◆ Stated exercise 1
In the craft blog notes, what did the writer plant when the garden was replanted?
◆ Stated exercise 2
Return the part of the craft blog notes between "It will finally" and "this fall. Sigh!", inclusive.

== Selected excerpt

September 2010

After learning a little about the Videos, I need to learn Illustrator and I can not believe I am understanding what I read!  This module of the suite has been a real stumbling block, but something clicked recently, probably just learned enough terms, and I discovered the instructions really were written in English.

I have a really nice free project that I am stitching and as soon as I can draw it, fingers crossed, I will post it.  Of course, that is after I finish it and photograph it and write the instructions.

It will finally be a home for the flower we made in Punto n Aria and the leaves.  Stay tuned, I will post the links as I finish, but it will be a while.  Linda Fontenot

May, 2010 Well I am back working, the economy is stalled out and I won't do any shows this year. I was going to do the 'punto n' aria' at the blog but the green threads never seem to show up in the thread club, so I started a series of pincushions, we will do buttonhole projects with them, hang in there.

And I am learing how to do videos in the Photoshop suite, now that is fun! Surprized me how interesting it is, Another surprize was how much film you have to take to get a little itty bitty sequence for the project. Stand by I am almost done with Satin stitches, I am working on Transitions, maybe by this fall. Sigh!

I changed the chart for Down the Garden Lane , I noticed the link to the chart was showing up a mess instead of a legible chart, when did that start happening? Sigh. So, now you will have to copy them to your desktop and print them out, but they are nice and legible. I have a colour chart in the middle of the project at the end of the DMC chapter. The garden has been replanted, oh joy! No butterflies though, I planted herbs since they are more drought tolerant and thought they would smell good, but found out the falls were related to allergies and the inner ear causing vertigo. yippee, can you tell I am so excited? be back later, Linda

Hi again, It's February 2009 and I suppose by now you might have guessed something else happened that I wasn't anticipating and you would be right!  We didn't have any rain last spring, but the garden literally roared back to life, I couldn't believe the way it was growing. But then the heat came and it died completely, I placed umbrellas over everthing, but I couldn't save much. Too many trees were damaged and the heat was just relentless, day after day.

====
== Data excerpt

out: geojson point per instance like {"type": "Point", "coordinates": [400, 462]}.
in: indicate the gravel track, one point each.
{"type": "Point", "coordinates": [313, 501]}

====

◆ Full response 1
Herbs.

◆ Full response 2
It will finally be a home for the flower we made in Punto n Aria and the leaves.  Stay tuned, I will post the links as I finish, but it will be a while.  Linda Fontenot

May, 2010 Well I am back working, the economy is stalled out and I won't do any shows this year. I was going to do the 'punto n' aria' at the blog but the green threads never seem to show up in the thread club, so I started a series of pincushions, we will do buttonhole projects with them, hang in there.

And I am learing how to do videos in the Photoshop suite, now that is fun! Surprized me how interesting it is, Another surprize was how much film you have to take to get a little itty bitty sequence for the project. Stand by I am almost done with Satin stitches, I am working on Transitions, maybe by this fall. Sigh!